====== EXTRACTED INFORMATION ======

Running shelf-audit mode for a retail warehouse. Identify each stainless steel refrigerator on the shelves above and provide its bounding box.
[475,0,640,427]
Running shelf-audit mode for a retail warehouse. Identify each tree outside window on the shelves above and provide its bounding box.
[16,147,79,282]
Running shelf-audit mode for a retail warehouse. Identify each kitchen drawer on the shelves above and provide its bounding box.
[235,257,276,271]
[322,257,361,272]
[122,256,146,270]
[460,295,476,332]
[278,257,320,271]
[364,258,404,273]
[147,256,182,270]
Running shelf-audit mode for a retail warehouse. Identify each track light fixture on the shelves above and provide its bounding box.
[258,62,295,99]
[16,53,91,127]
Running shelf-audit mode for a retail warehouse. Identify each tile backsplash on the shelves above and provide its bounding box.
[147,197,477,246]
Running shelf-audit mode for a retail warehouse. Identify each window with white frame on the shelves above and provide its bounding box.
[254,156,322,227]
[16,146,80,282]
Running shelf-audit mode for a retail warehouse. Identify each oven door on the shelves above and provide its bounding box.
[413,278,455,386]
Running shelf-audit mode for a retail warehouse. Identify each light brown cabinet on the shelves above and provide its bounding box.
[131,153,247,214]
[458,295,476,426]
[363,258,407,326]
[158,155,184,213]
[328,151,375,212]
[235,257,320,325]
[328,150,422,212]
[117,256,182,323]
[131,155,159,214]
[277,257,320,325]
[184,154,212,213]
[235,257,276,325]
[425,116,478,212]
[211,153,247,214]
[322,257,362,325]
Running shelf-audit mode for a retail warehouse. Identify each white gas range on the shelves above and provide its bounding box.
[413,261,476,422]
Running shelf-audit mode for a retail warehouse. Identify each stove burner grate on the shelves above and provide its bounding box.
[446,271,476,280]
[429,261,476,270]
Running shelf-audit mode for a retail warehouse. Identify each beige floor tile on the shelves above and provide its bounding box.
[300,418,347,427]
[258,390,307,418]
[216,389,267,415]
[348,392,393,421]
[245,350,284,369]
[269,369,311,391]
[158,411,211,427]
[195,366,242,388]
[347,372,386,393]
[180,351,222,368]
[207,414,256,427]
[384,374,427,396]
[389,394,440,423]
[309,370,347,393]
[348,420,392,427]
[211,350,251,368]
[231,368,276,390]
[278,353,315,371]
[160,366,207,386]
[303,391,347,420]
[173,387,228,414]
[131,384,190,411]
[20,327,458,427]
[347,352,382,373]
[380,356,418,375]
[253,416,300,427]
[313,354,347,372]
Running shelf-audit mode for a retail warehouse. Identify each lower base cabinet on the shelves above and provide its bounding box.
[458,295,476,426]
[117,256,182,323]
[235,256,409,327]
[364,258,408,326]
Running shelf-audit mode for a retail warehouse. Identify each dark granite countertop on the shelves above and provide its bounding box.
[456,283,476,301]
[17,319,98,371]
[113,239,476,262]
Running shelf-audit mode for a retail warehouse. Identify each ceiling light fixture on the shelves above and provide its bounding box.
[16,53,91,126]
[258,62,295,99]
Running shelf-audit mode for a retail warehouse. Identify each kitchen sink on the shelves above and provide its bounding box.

======

EXERCISE TASK: Copy all of the data above word for word, keeping every line in its original order.

SOLUTION FOR THIS TASK:
Running shelf-audit mode for a retail warehouse. Identify each stainless steel refrigerator on the shelves above and provide its bounding box.
[475,0,640,427]
Running shelf-audit mode for a retail warehouse. Identify each tree outside window on the shelves above and provide its bounding box.
[16,147,79,282]
Running shelf-audit mode for a retail warehouse. Identify each kitchen drawer on the shelves above and provide its bounding box.
[235,257,276,271]
[322,257,361,272]
[122,256,146,270]
[460,295,476,332]
[278,257,320,271]
[364,258,404,273]
[147,256,182,270]
Running shelf-audit mode for a retail warehouse. Identify each track light fixture on the shelves above and provide its bounding box.
[258,62,295,99]
[16,53,91,127]
Running shelf-audit mode for a retail warehouse. Identify each tile backsplash on the shelves above and provide its bounding box.
[147,197,477,246]
Running shelf-audit mode for a retail warehouse. Identify each window with white frame on the shelves above and provide its bounding box.
[254,156,322,227]
[16,146,80,282]
Running shelf-audit mode for a retail warehouse. Identify each oven door on the shelves above and provide its bounding box.
[413,278,455,386]
Running shelf-audit mode for a retail warehouse. Identify each light brown cabinet on the shelves above and provide its bounding box.
[131,153,247,214]
[458,295,476,426]
[363,258,407,326]
[158,155,184,213]
[328,151,375,212]
[235,257,320,325]
[328,150,422,212]
[117,256,182,323]
[131,155,159,214]
[277,257,320,325]
[184,154,212,213]
[235,257,276,325]
[425,116,478,212]
[211,153,247,214]
[322,257,362,325]
Running shelf-audit mode for a retail warehouse. Identify each white gas range on the shelves above and provide its bounding box.
[413,261,476,422]
Running shelf-audit mode for a retail warehouse. Identify each stove burner grate on the shelves above and provide its bounding box.
[446,271,476,280]
[429,261,476,270]
Running shelf-audit mode for a retail warehouse. Identify each beige floor tile on the shelves above and provide its bounding box.
[300,418,347,427]
[258,390,307,418]
[216,389,267,415]
[348,392,393,421]
[245,350,284,369]
[269,369,311,391]
[158,411,211,427]
[195,366,242,388]
[347,372,386,393]
[180,351,222,368]
[207,414,256,427]
[384,374,427,396]
[389,394,440,423]
[309,370,347,393]
[348,420,392,427]
[211,350,251,368]
[231,368,276,390]
[278,353,315,371]
[160,366,207,386]
[303,391,347,420]
[173,387,228,414]
[131,384,190,411]
[20,327,458,427]
[347,352,382,373]
[380,356,418,375]
[253,416,300,427]
[313,354,347,372]
Running shelf-audit mode for a retail warehouse. Identify each lower base cabinet on the shelves above and provide its bounding box.
[458,295,476,426]
[117,256,182,323]
[235,256,409,327]
[364,258,408,326]
Running shelf-audit mode for a retail warehouse. Identify each dark granite countertop on the shelves above and provide its bounding box.
[456,283,476,301]
[17,319,98,371]
[113,239,476,262]
Running shelf-audit mode for a retail warehouse. Identify each ceiling light fixture on the shelves above and provide its bounding box.
[16,53,91,126]
[258,62,295,99]
Running shelf-audit mode for a retail warehouse. Identify each kitchen sink on the shelves above and provide its bounding box.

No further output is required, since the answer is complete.